— TEXT SEGMENT —
The built-in annual "re-registering" of an ISA may attract a fee which may be automatically extracted from an account, though this is normally done only by firms specialising in share deals, not those using funds or both funds and shares.

Stocks and shares ISA fund supermarkets often reduce some or all of the initial and annual charges made by fund houses to below the level paid when purchasing direct from the fund provider, often to zero initial charge. Some providers levy dealing charges even for fund transactions, typically firms desiring direct share investments more than fund investments. Dealing charges for shares are normal even from providers that do not charge for fund transactions. Firms that primarily focus on fund transactions tend to have higher share dealing charges than providers specialising in share transactions.

==Similar schemes in other countries==
Non-pension products:
- Tax-Free Savings Account (TFSA) (Canada)
- Plan d'épargne en actions (PEA) (France) has a lifetime contribution limit of €140,000. The tax advantages are lost if money is withdrawn in the first 5 years
- Assurance-vie en France (France)
- Livret A (France)

— REQUIRED ACTION 1 —
In the ISA passage, what is the lifetime contribution limit of France's Plan d'épargne en actions?
— REQUIRED ACTION 2 —
Resume the ISA passage, picking up right after its final line.

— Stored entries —
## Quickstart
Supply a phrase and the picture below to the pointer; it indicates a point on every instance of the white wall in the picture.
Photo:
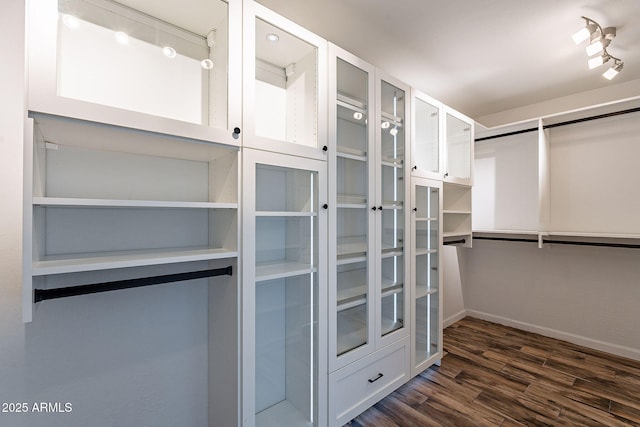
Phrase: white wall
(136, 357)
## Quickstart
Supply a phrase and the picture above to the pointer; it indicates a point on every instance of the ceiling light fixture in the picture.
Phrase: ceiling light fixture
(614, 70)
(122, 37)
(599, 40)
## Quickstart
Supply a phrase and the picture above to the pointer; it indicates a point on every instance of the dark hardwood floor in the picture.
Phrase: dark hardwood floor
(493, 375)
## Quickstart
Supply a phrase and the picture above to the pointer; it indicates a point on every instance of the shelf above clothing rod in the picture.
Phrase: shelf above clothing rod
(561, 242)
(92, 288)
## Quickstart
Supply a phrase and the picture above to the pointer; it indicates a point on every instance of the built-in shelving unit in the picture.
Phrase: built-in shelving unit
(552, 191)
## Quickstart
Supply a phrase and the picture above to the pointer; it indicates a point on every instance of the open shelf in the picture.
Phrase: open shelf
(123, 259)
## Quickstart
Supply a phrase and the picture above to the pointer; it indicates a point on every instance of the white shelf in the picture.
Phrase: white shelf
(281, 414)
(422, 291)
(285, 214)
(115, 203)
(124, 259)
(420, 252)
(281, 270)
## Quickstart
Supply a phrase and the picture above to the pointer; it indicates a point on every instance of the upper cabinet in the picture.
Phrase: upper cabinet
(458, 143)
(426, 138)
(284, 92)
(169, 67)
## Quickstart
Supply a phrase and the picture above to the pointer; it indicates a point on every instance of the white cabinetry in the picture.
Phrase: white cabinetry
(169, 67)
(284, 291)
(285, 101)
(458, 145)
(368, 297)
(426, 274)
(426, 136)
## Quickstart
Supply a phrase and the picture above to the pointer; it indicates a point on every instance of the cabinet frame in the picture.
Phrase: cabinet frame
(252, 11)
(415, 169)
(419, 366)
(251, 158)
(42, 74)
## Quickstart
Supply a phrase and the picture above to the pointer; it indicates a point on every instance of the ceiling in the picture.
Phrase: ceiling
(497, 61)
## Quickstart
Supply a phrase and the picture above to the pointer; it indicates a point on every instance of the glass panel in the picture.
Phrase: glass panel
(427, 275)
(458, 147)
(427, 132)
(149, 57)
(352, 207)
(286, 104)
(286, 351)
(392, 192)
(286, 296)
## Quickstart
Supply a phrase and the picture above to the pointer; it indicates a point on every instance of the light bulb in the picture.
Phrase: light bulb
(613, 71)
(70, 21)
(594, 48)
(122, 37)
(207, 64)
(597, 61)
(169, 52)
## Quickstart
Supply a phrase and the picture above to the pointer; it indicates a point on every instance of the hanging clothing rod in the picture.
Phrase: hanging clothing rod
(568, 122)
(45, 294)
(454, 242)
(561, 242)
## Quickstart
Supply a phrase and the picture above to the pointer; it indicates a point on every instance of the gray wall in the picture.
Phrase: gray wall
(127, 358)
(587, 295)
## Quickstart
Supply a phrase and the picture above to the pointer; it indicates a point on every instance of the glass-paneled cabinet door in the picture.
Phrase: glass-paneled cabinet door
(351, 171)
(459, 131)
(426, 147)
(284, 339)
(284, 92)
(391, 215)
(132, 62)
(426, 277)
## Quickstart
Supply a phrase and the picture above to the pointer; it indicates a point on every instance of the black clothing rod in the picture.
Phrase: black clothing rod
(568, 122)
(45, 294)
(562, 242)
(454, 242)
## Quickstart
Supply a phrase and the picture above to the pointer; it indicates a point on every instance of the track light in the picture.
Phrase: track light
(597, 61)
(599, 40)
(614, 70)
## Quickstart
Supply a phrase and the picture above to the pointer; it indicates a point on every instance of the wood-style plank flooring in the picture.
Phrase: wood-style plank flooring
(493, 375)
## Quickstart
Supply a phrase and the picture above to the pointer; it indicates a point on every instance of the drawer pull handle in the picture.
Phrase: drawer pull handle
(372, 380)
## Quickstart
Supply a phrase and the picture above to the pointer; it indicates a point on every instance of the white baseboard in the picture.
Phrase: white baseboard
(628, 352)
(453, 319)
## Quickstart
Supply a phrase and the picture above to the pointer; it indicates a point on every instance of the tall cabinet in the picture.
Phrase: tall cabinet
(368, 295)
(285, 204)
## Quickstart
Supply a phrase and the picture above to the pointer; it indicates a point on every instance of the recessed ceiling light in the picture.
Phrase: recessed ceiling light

— EXERCISE ANSWER 1 —
€140,000

— EXERCISE ANSWER 2 —
- Tax-Free Savings Account (TFSA) (South Africa) has an annual contribution limit of ZAR 36,000 and a lifetime contribution limit of ZAR 500,000
- Индивидуальный инвестиционный счет (Individual Investment Account, Russia) has an annual contribution limit of RUB 1,000,000. The tax advantages are lost if the account is closed in the first three years. Investments are restricted to securities listed on Russian exchanges. Investors can choose between a 13% tax deduction on contributions to the account or tax-free withdrawal on account closure.
- Piano Individuale di Risparmio (Individual Savings Plan, PIR) (Italy) has an annual contribution limit of €30,000 and a lifetime contribution limit of €150,000. The tax advantages are lost if money is withdrawn within 5 years. 70% of the investment must be in shares of companies with a presence in Italy and within that, 30% must be in shares of small or medium enterprises; these requirements can be addressed by investing in a PIR-compliant fund. The PIR was introduced in 2017
- Investeringssparkonto (ISK) (Sweden) is not completely tax-free as there is a 30% capital gains tax on a relatively low assumed gain, for which the rate is set annually; for example, for 2025 the tax rate will be 0.888% of assets in the account.
- Aksjesparekonto (Share Savings Account, ASK) (Norway) allows gains and (since 2019) dividends on shares in EEA-domiciled companies and mutual funds to compound tax-free within the account, with tax payable on withdrawals.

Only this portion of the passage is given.